## Texte source
◇ ◇ ◇
Ainsi, deux « opérations spéciales » se déroulent simultanément dans la région de Koursk : l’une militaire et l’autre démographique.
Conformément au discours traditionaliste qui a gagné en popularité depuis l’invasion de l’Ukraine par la Russie, les responsables politiques reprochent souvent aux femmes de ne pas avoir d’enfants, affirmant que leurs valeurs sont « complètement erronées ». Les femmes nées dans les années 1990 sont particulièrement critiquées pour se concentrer sur leur carrière et être influencées par la propagande occidentale.
Mais qu’en pensent les jeunes femmes sans enfants des régions frontalières ? Comment vit-on sous la pression du militarisme et de la reproduction ? Voici les témoignages de trois femmes de la région de Koursk.
Angelina, 30 ans
Travaille en poste (rotation)
« Le 17 février 2022, j’ai découvert que j’étais enceinte. Mon petit ami et moi étions ensemble depuis plus de deux ans et vivions ensemble depuis un an. Nous n’essayions pas d’avoir un bébé, mais nous ne faisions pas non plus particulièrement attention. Honnêtement, je n’étais pas opposée à l’idée d’être enceinte. Je sentais qu’il était temps de fonder une famille. Nous avions un logement, des emplois décents et une relation stable. Je me suis dit que si cela arrivait par accident, je ne me ferais pas avorter. »
◇ ◇ ◇
[Entrées de données collectées]

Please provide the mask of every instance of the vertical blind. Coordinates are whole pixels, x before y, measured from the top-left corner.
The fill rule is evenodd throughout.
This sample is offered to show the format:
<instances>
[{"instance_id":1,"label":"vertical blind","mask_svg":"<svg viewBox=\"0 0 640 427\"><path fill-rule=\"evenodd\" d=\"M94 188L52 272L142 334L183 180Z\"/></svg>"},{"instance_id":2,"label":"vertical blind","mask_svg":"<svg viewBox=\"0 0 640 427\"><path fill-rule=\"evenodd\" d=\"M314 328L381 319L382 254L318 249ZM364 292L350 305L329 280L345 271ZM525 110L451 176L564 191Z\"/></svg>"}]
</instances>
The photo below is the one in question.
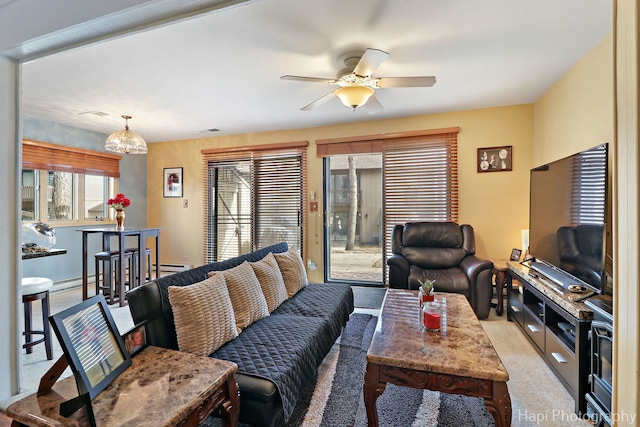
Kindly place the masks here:
<instances>
[{"instance_id":1,"label":"vertical blind","mask_svg":"<svg viewBox=\"0 0 640 427\"><path fill-rule=\"evenodd\" d=\"M206 263L283 241L304 258L307 145L202 151Z\"/></svg>"},{"instance_id":2,"label":"vertical blind","mask_svg":"<svg viewBox=\"0 0 640 427\"><path fill-rule=\"evenodd\" d=\"M607 187L607 145L574 157L571 187L571 222L605 223Z\"/></svg>"}]
</instances>

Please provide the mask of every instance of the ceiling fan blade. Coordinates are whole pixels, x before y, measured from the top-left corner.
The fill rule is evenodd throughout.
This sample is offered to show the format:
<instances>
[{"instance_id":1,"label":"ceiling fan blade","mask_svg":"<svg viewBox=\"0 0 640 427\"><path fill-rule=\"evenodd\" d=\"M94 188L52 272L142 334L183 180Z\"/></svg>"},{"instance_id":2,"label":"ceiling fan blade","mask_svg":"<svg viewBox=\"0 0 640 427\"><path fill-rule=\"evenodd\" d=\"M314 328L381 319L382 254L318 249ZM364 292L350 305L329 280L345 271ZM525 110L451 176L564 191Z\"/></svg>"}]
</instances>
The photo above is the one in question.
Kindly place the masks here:
<instances>
[{"instance_id":1,"label":"ceiling fan blade","mask_svg":"<svg viewBox=\"0 0 640 427\"><path fill-rule=\"evenodd\" d=\"M435 76L380 77L376 80L378 87L431 87L436 83Z\"/></svg>"},{"instance_id":2,"label":"ceiling fan blade","mask_svg":"<svg viewBox=\"0 0 640 427\"><path fill-rule=\"evenodd\" d=\"M353 69L353 72L359 76L370 77L375 69L378 68L388 56L389 54L387 52L383 52L380 49L367 49Z\"/></svg>"},{"instance_id":3,"label":"ceiling fan blade","mask_svg":"<svg viewBox=\"0 0 640 427\"><path fill-rule=\"evenodd\" d=\"M280 76L281 80L295 80L300 82L317 82L317 83L335 83L335 79L325 79L322 77L303 77L303 76Z\"/></svg>"},{"instance_id":4,"label":"ceiling fan blade","mask_svg":"<svg viewBox=\"0 0 640 427\"><path fill-rule=\"evenodd\" d=\"M304 107L301 108L301 110L302 111L313 110L317 106L324 104L325 102L329 101L331 98L334 98L334 97L335 97L335 94L333 92L329 92L328 94L326 94L322 98L316 99L311 104L305 105Z\"/></svg>"},{"instance_id":5,"label":"ceiling fan blade","mask_svg":"<svg viewBox=\"0 0 640 427\"><path fill-rule=\"evenodd\" d=\"M367 103L364 104L362 108L364 108L365 111L369 114L379 113L380 111L384 110L384 107L382 106L382 104L380 104L380 101L378 101L378 98L376 98L375 95L371 95L371 98L369 98Z\"/></svg>"}]
</instances>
◇ ◇ ◇
## Tâche
Reprenez le texte sur les femmes sans enfants de la région de Koursk et prolongez-le au-delà de sa dernière phrase. La liste n'intervient en rien ici.

## Réponse
Ma mère m’a eue sur le tard et elle voulait vraiment des petits-enfants. Elle en parlait souvent avec mon petit ami et moi, nous suggérant de nous marier et d’avoir des enfants tant qu’elle était encore là et en bonne santé pour nous aider. Je n’étais donc pas ravie quand j’ai découvert que j’étais enceinte. Mais je l’ai accepté. Je me suis dit que le moment était venu et que j’étais prête à avoir un bébé. Mon petit ami était fou de joie. Il a immédiatement commencé à planifier un mariage au printemps ou en été et à réfléchir à des prénoms pour le bébé.
Le début de la guerre a été un choc total pour moi. J’avais de la famille à Kyïv et à Kharkiv, et des cousin·es à Kherson et à Soumy. Ma mère a grandi à Soumy. Mon père était originaire de Kherson. J’ai visité Soumy plusieurs fois quand j’étais enfant. Ma mère était proche de nos parent·es ukrainien·nes et leur parlait souvent. Nous étions folles d’inquiétude. Pour vous donner des nouvelles, mes cousin·es sont maintenant en sécurité en Allemagne, et nos proches de Kharkiv et Kiev vont bien aussi. Mon petit ami était originaire d’une petite ville frontalière de la région de Koursk. Ses parents y vivent toujours. Je pensais qu’il comprendrait mon inquiétude pour mes proches. Mais environ une semaine après le début de la guerre, il a semblé perdre son sang-froid.
Avant, il ne buvait que quelques bières. Mais soudain, il s’est mis à descendre des litres de vodka et de cognac. Une fois, il a bu quatre litres de cognac en seulement deux jours. Cette beuverie a duré des semaines sans interruption. Il a quitté son travail. Il s’est mis à me crier dessus. Il criait qu’il était patriote et qu’il allait rejoindre la société militaire privée Wagner pour aller faire la guerre, alors qu’il n’avait jamais fait son service militaire ! Je ne reconnaissais plus l’homme dont j’étais tombée amoureuse. Ce n’était plus Sasha. Il était devenu quelqu’un d’autre : colérique, cruel, un véritable psychopathe. J’ai commencé à avoir peur de lui.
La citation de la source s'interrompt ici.